## [Direction]
Each entry in the listing below should be restated word for word.

## [Material shown]
━━━━━━━━━━

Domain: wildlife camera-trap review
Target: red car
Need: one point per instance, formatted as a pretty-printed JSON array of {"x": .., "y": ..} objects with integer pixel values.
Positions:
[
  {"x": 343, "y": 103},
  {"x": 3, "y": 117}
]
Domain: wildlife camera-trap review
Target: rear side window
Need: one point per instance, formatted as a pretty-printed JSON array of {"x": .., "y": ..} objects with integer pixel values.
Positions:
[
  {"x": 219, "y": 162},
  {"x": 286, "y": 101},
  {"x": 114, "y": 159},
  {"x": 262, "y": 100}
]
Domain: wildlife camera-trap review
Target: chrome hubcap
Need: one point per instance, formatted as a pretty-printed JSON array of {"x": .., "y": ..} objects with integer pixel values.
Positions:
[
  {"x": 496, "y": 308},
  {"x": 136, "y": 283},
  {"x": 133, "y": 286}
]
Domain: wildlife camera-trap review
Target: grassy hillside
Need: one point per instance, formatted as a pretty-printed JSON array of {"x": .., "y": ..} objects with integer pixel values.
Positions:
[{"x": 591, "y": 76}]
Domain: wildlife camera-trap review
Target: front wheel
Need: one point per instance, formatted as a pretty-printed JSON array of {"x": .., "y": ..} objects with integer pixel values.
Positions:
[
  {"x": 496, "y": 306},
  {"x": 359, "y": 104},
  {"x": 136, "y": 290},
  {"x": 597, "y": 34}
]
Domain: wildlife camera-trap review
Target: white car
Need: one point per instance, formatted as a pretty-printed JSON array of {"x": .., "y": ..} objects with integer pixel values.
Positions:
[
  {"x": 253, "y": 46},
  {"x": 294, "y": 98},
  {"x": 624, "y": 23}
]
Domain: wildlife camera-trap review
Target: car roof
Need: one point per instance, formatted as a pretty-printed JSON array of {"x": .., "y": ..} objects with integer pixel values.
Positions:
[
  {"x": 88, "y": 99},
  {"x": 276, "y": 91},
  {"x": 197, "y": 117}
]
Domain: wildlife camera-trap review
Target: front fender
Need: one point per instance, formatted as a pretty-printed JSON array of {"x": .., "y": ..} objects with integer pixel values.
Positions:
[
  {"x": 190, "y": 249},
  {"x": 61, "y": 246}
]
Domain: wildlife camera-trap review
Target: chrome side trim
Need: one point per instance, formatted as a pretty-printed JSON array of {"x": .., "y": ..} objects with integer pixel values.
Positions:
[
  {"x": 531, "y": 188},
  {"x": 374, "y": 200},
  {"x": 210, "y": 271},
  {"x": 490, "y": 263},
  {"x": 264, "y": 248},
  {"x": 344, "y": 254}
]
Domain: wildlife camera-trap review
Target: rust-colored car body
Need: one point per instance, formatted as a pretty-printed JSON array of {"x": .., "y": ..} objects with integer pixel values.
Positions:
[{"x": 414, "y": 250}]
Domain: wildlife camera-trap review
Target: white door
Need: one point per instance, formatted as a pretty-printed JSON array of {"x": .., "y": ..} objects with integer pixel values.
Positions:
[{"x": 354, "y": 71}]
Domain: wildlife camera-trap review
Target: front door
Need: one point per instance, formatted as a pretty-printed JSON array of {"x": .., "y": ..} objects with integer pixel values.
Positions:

━━━━━━━━━━

## [Exercise output]
Domain: wildlife camera-trap review
Target: red car
Need: one point per instance, formatted as a pretty-printed JSON array of {"x": .., "y": ..} objects with integer pixel values.
Positions:
[
  {"x": 343, "y": 103},
  {"x": 3, "y": 117}
]
Domain: wildlife camera-trap review
Target: rear side window
Need: one point per instance, formatted as a pretty-printed JSON array of {"x": .., "y": ..} objects with integer pixel values.
Positions:
[
  {"x": 219, "y": 162},
  {"x": 286, "y": 101},
  {"x": 114, "y": 159},
  {"x": 262, "y": 100}
]
Domain: wildlife camera-trap review
Target: chrome hubcap
Need: one point per instance, formatted as a pretty-printed JSON array of {"x": .., "y": ..} objects with integer pixel values.
Positions:
[
  {"x": 496, "y": 308},
  {"x": 136, "y": 283},
  {"x": 133, "y": 286}
]
Domain: wildlife camera-trap review
Target: grassy hillside
Need: one point per instance, formatted as a pretty-printed JSON array of {"x": .., "y": ..} objects with integer pixel values.
Positions:
[{"x": 591, "y": 76}]
Domain: wildlife camera-trap review
Target: front wheel
Need: one point per instance, formatted as a pretty-printed JSON array of {"x": .., "y": ..} objects with integer pixel values.
Positions:
[
  {"x": 496, "y": 306},
  {"x": 359, "y": 104},
  {"x": 136, "y": 290},
  {"x": 597, "y": 34}
]
Domain: wildlife camera-trap review
Target: white car
Need: one point per instance, formatted as a pretty-printed JSON array of {"x": .., "y": ..} objects with integer pixel values.
Positions:
[
  {"x": 253, "y": 46},
  {"x": 294, "y": 98},
  {"x": 624, "y": 23}
]
Domain: wildlife camera-trap review
Target: car roof
Need: one point per instance, formatted as a pretty-printed JSON array of {"x": .., "y": ..} objects with integer pixel values.
Positions:
[
  {"x": 88, "y": 99},
  {"x": 276, "y": 91},
  {"x": 197, "y": 117}
]
Domain: wildlife camera-trap review
Target: front fender
Need: one point per instance, formatted as a pretty-printed JSON array of {"x": .., "y": ..} objects with integer pixel values.
Positions:
[
  {"x": 190, "y": 249},
  {"x": 61, "y": 246}
]
Domain: wildlife camera-trap review
Target: chrome side trim
Need: one point per instance, formatted as a pretty-printed JSON array of {"x": .., "y": ..} objects with integer pixel values.
Positions:
[
  {"x": 531, "y": 188},
  {"x": 374, "y": 200},
  {"x": 210, "y": 271},
  {"x": 490, "y": 263},
  {"x": 264, "y": 248},
  {"x": 344, "y": 254}
]
Domain: wildlife camera-trap review
Target: rust-colored car body
Need: one point per instance, formatted as a pretty-printed JSON array of {"x": .., "y": ..} objects with integer pixel values.
Positions:
[{"x": 414, "y": 250}]
Domain: wildlife camera-trap review
Target: white door
Need: one point per instance, formatted as a pretty-printed JSON array of {"x": .., "y": ..} objects with integer pixel values.
Positions:
[{"x": 354, "y": 71}]
Domain: wildlife camera-trap review
Target: front door
Need: one point per instance, formatted as a pretty-printed JSON array of {"x": .., "y": ..} objects with integer pixel values.
Positions:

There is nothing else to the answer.